(Recorded data)
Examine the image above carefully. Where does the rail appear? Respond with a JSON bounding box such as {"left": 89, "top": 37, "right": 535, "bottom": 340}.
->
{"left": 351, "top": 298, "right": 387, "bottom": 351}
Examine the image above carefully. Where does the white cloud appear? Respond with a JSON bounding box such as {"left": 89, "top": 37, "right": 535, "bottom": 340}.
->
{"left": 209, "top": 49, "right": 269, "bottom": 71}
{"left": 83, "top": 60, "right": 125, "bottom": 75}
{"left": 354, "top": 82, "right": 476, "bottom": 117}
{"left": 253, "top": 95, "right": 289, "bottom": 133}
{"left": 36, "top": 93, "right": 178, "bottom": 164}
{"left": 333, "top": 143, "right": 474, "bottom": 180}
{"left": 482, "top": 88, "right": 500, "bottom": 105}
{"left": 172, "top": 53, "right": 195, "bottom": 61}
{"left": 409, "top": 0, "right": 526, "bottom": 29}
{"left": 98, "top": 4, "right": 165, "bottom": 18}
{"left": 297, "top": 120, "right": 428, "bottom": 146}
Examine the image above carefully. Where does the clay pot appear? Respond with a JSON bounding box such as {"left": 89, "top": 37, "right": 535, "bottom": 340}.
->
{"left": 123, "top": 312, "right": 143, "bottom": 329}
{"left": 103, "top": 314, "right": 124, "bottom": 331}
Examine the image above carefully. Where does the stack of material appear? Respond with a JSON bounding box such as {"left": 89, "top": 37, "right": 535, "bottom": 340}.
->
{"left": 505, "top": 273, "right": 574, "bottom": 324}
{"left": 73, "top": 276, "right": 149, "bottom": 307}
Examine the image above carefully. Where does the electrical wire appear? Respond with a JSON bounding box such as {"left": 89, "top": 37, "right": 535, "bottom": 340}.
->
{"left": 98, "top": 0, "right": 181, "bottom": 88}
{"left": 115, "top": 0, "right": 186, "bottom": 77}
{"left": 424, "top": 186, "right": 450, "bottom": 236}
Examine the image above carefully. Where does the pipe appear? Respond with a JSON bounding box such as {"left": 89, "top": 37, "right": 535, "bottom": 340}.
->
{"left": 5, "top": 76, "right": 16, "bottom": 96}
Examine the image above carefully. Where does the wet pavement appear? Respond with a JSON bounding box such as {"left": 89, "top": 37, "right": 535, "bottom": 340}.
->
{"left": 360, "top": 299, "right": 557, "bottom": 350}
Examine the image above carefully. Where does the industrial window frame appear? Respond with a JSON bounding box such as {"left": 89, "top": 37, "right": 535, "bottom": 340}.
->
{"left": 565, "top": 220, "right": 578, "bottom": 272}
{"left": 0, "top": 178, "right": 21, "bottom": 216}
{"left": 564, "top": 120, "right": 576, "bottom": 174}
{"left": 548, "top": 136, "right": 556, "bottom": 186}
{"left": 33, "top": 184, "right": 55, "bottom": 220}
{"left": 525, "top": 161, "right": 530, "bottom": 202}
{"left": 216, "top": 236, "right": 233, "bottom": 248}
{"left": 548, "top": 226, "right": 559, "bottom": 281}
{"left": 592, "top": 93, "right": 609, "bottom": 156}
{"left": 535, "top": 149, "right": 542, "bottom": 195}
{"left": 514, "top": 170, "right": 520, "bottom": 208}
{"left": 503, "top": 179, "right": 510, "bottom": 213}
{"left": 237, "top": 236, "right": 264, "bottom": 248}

→ **What is expected**:
Repeat each of the entries exactly as written.

→ **Reply**:
Examine the image above carefully. Where does the rail appear? Respond with a JSON bounding box such as {"left": 89, "top": 37, "right": 535, "bottom": 340}.
->
{"left": 351, "top": 298, "right": 387, "bottom": 351}
Examine the image above carefully. Where does the white cloud appear? Respond with a JSON bounding box such as {"left": 89, "top": 37, "right": 535, "bottom": 340}.
->
{"left": 209, "top": 49, "right": 269, "bottom": 71}
{"left": 83, "top": 60, "right": 125, "bottom": 75}
{"left": 354, "top": 82, "right": 476, "bottom": 117}
{"left": 253, "top": 95, "right": 289, "bottom": 133}
{"left": 36, "top": 93, "right": 178, "bottom": 164}
{"left": 333, "top": 143, "right": 474, "bottom": 180}
{"left": 482, "top": 88, "right": 500, "bottom": 105}
{"left": 172, "top": 53, "right": 195, "bottom": 61}
{"left": 409, "top": 0, "right": 526, "bottom": 29}
{"left": 98, "top": 4, "right": 165, "bottom": 18}
{"left": 297, "top": 120, "right": 428, "bottom": 146}
Examine the image above carefully. Where does the clay pot appear? Respond with a JSON bounding box such as {"left": 89, "top": 37, "right": 535, "bottom": 340}.
->
{"left": 123, "top": 312, "right": 143, "bottom": 329}
{"left": 103, "top": 314, "right": 124, "bottom": 331}
Examine the image above carefully. Where does the stack of material appear? Respond with a JSON bounding box such as {"left": 89, "top": 37, "right": 535, "bottom": 340}.
->
{"left": 505, "top": 273, "right": 574, "bottom": 324}
{"left": 73, "top": 276, "right": 149, "bottom": 307}
Examine the image above carefully. Where does the electrical wire appear? Respond with a JSON bounding box such as {"left": 89, "top": 37, "right": 535, "bottom": 340}.
->
{"left": 98, "top": 0, "right": 181, "bottom": 88}
{"left": 115, "top": 0, "right": 186, "bottom": 77}
{"left": 424, "top": 186, "right": 450, "bottom": 236}
Examine the image above carefully. Where does the pipe appear? Respond with a JSON bounding box such as {"left": 89, "top": 37, "right": 535, "bottom": 340}.
->
{"left": 5, "top": 76, "right": 16, "bottom": 96}
Examine the image above carefully. Where does the wet pavement appear? Respond with a JSON bounding box such as {"left": 89, "top": 37, "right": 535, "bottom": 340}.
->
{"left": 360, "top": 299, "right": 557, "bottom": 350}
Examine the image above carefully. Where does the industrial window frame appear? Respond with a JSON bounding box such as {"left": 89, "top": 37, "right": 535, "bottom": 340}.
->
{"left": 565, "top": 220, "right": 578, "bottom": 272}
{"left": 0, "top": 178, "right": 21, "bottom": 216}
{"left": 564, "top": 120, "right": 576, "bottom": 174}
{"left": 548, "top": 136, "right": 556, "bottom": 186}
{"left": 33, "top": 184, "right": 55, "bottom": 220}
{"left": 525, "top": 161, "right": 530, "bottom": 202}
{"left": 216, "top": 236, "right": 233, "bottom": 248}
{"left": 548, "top": 226, "right": 559, "bottom": 281}
{"left": 592, "top": 93, "right": 609, "bottom": 156}
{"left": 535, "top": 149, "right": 542, "bottom": 195}
{"left": 514, "top": 170, "right": 520, "bottom": 208}
{"left": 503, "top": 179, "right": 510, "bottom": 213}
{"left": 237, "top": 236, "right": 264, "bottom": 248}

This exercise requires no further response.